How bloated film stars ate French cinema

view gallery VIEW GALLERY

John Lichfield on the Gallic screen actors whose exorbitant wage demands are crushing a national treasure

The last two years have been amongst the most triumphant in the history of the French cinema, yet they have also amongst the most disastrous.

The silent movie The Artist swept the board at the Oscars last February, and Les Intouchables – a joyous, comic movie about physical disability – broke all French box-office records in 2011. French cinema ticket sales may have dropped 6 per cent last year from a 2011 peak, but they remained historically high. And above all, France is one of the few countries in the world which still boasts a broad, domestic movie industry making thrillers and comedies, epics and cartoons.

And yet, even the most successful French films fail; all but one of the 10 highest-grossing French films lost money last year.

+ + + +

## BRIEF A
Using the article on French cinema, decide whether each statement agrees with it, answering yes or no and quoting the words that settle it.
(i) The Artist did well at the Oscars last February.
(ii) French cinema ticket sales rose last year.
(iii) Every one of the 10 highest-grossing French films lost money last year.
## BRIEF B
Answer these questions from the article on French cinema:
(i) What records did Les Intouchables break, and in what year?
(ii) By what percentage did French cinema ticket sales drop last year?
(iii) How many of the 10 highest-grossing French films lost money last year?
## BRIEF C
Print the passage of the article on French cinema from "view gallery VIEW" up to and including "the most disastrous.".
The entries have nothing to do with this.

## Stored dataset entries
+ + + +

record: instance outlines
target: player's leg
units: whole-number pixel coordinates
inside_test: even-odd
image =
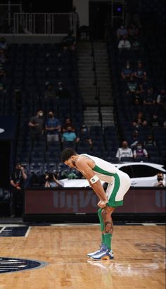
[[[101,245],[100,245],[100,248],[98,250],[87,254],[87,256],[90,257],[97,253],[99,253],[103,250],[103,246],[104,245],[104,240],[105,240],[104,223],[103,223],[103,216],[102,216],[102,210],[103,209],[101,209],[101,208],[98,210],[98,219],[100,221],[101,230]]]
[[[102,234],[104,235],[104,244],[107,245],[109,250],[111,250],[111,240],[113,233],[113,222],[112,214],[115,208],[106,207],[102,210],[102,216],[104,223],[104,230]]]
[[[111,239],[113,231],[113,223],[111,214],[115,208],[106,206],[102,209],[102,236],[104,243],[101,250],[90,256],[94,260],[106,260],[113,259],[113,252],[111,250]]]

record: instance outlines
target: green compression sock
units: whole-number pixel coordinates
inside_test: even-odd
[[[104,234],[104,244],[106,244],[110,250],[111,250],[111,239],[112,234]]]
[[[101,234],[101,244],[105,243],[105,236],[104,234]]]
[[[99,209],[98,210],[98,218],[99,218],[99,220],[100,220],[101,230],[101,231],[103,231],[103,230],[104,230],[104,223],[103,223],[103,217],[102,217],[101,212],[102,212],[102,209]]]

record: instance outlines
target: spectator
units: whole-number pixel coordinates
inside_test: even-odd
[[[159,171],[157,174],[157,180],[156,182],[152,184],[153,187],[166,187],[166,182],[164,180],[164,174]]]
[[[122,68],[121,72],[121,76],[124,80],[128,80],[132,75],[132,69],[131,68],[131,64],[129,61],[127,61],[124,67]]]
[[[161,121],[158,117],[158,115],[155,112],[150,119],[150,124],[153,128],[161,125]]]
[[[166,93],[165,90],[162,90],[159,94],[157,96],[156,103],[157,104],[161,104],[165,106]]]
[[[152,135],[148,135],[143,142],[144,147],[156,147],[156,143]]]
[[[143,78],[141,85],[142,85],[142,88],[145,92],[146,92],[147,90],[148,89],[153,90],[152,83],[151,82],[149,79],[147,78],[147,75],[144,76],[144,78]]]
[[[24,185],[27,175],[20,164],[17,164],[11,176],[11,216],[17,214],[17,208],[20,207],[21,215],[23,210]]]
[[[132,123],[132,125],[134,127],[137,128],[146,127],[147,125],[147,121],[145,119],[142,111],[139,111],[138,113],[136,119]]]
[[[56,172],[45,173],[45,187],[64,187],[64,183],[58,180],[58,174]]]
[[[135,78],[139,80],[139,83],[142,82],[142,80],[146,77],[146,72],[143,69],[143,63],[141,61],[138,62],[138,66],[136,71],[134,73]]]
[[[65,118],[65,123],[63,123],[62,126],[62,133],[67,132],[67,129],[68,126],[71,126],[72,131],[75,132],[75,128],[72,125],[71,119],[70,118]]]
[[[120,40],[124,35],[128,35],[127,29],[125,27],[124,27],[123,25],[122,25],[117,30],[117,39]]]
[[[75,50],[76,45],[76,39],[74,37],[72,31],[70,31],[68,36],[65,37],[62,40],[63,50]]]
[[[76,134],[72,131],[72,127],[68,126],[67,131],[62,135],[62,142],[73,142],[76,140]]]
[[[155,103],[155,100],[153,91],[150,89],[147,90],[146,92],[144,94],[143,101],[144,111],[148,112],[152,115],[154,112],[153,111]]]
[[[6,57],[4,54],[4,51],[0,49],[0,63],[5,63],[6,61]]]
[[[143,161],[148,157],[148,152],[143,149],[142,144],[138,142],[136,149],[133,152],[134,159],[137,161]]]
[[[135,37],[139,36],[139,30],[134,23],[131,23],[128,28],[128,33],[129,39],[132,39]]]
[[[32,148],[34,142],[39,141],[44,133],[44,113],[43,111],[39,111],[36,116],[32,116],[28,123],[30,129],[30,137]]]
[[[118,49],[121,52],[122,50],[129,50],[131,48],[131,44],[127,39],[127,35],[124,34],[122,39],[120,40],[118,43]]]
[[[48,142],[59,141],[60,128],[60,121],[54,117],[52,111],[50,111],[45,126]]]
[[[136,146],[139,141],[139,138],[140,137],[139,135],[138,130],[134,130],[130,138],[129,139],[129,144],[131,149],[134,149]]]
[[[140,39],[138,36],[135,36],[133,37],[132,40],[131,41],[132,44],[132,49],[136,51],[141,49],[141,43]]]
[[[130,102],[133,102],[135,97],[135,93],[138,90],[138,85],[133,76],[130,77],[129,80],[127,83],[127,94],[129,96]]]
[[[78,137],[76,140],[77,143],[86,144],[88,143],[90,147],[92,147],[92,140],[89,136],[87,126],[83,124],[81,127]]]
[[[160,116],[165,114],[166,110],[166,93],[165,90],[162,90],[157,96],[156,99],[157,111]]]
[[[130,147],[129,147],[128,142],[127,141],[124,140],[122,142],[122,147],[117,149],[116,157],[119,159],[119,161],[121,160],[122,157],[133,157],[132,150]]]

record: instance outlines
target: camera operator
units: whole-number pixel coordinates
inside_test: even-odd
[[[11,176],[11,216],[15,216],[17,214],[17,207],[20,208],[20,214],[23,214],[24,199],[24,184],[27,179],[27,175],[24,168],[20,164],[17,164]]]
[[[45,173],[45,187],[64,187],[64,183],[58,180],[57,173]]]
[[[157,174],[157,181],[153,183],[153,187],[165,187],[166,183],[164,180],[164,174],[161,172],[158,172]]]

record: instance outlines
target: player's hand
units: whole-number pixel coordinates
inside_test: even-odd
[[[103,208],[105,208],[105,207],[106,207],[107,203],[108,203],[108,200],[107,200],[107,199],[105,200],[105,201],[100,200],[100,201],[98,202],[98,206],[100,208],[103,209]]]

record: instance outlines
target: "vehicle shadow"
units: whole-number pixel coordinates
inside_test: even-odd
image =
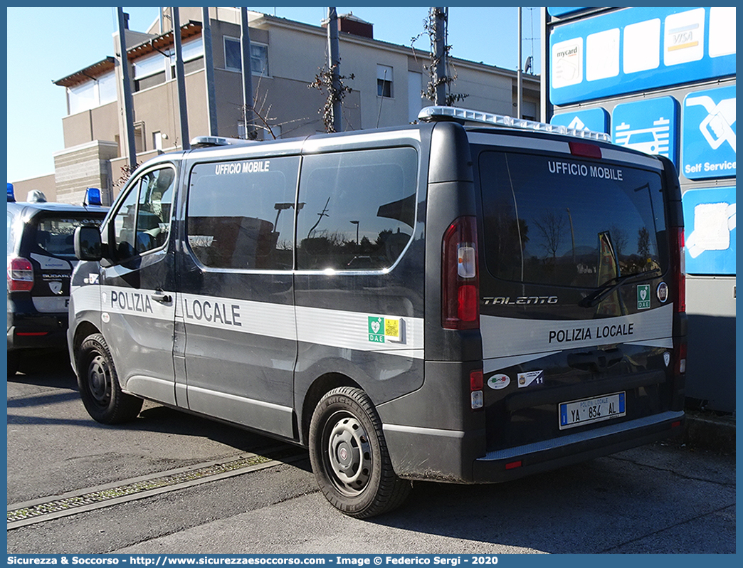
[[[632,452],[501,484],[417,482],[403,508],[371,522],[471,540],[458,548],[473,554],[484,543],[553,554],[736,552],[734,487],[700,488]]]

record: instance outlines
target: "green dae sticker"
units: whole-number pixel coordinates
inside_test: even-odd
[[[369,316],[369,341],[384,343],[384,318]]]
[[[383,343],[385,338],[392,341],[400,340],[400,320],[369,316],[369,341]]]
[[[637,285],[637,309],[648,309],[650,307],[650,285]]]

+ + + +

## EXPECTED OUTPUT A
(i) Yes: "The silent movie The Artist swept the board at the Oscars last February"
(ii) No: "French cinema ticket sales may have dropped 6 per cent last year from a 2011 peak"
(iii) No: "all but one of the 10 highest-grossing French films lost money last year"

## EXPECTED OUTPUT B
(i) All French box-office records, in 2011.
(ii) 6 per cent.
(iii) All but one of them.

## EXPECTED OUTPUT C
view gallery VIEW GALLERY

John Lichfield on the Gallic screen actors whose exorbitant wage demands are crushing a national treasure

The last two years have been amongst the most triumphant in the history of the French cinema, yet they have also amongst the most disastrous.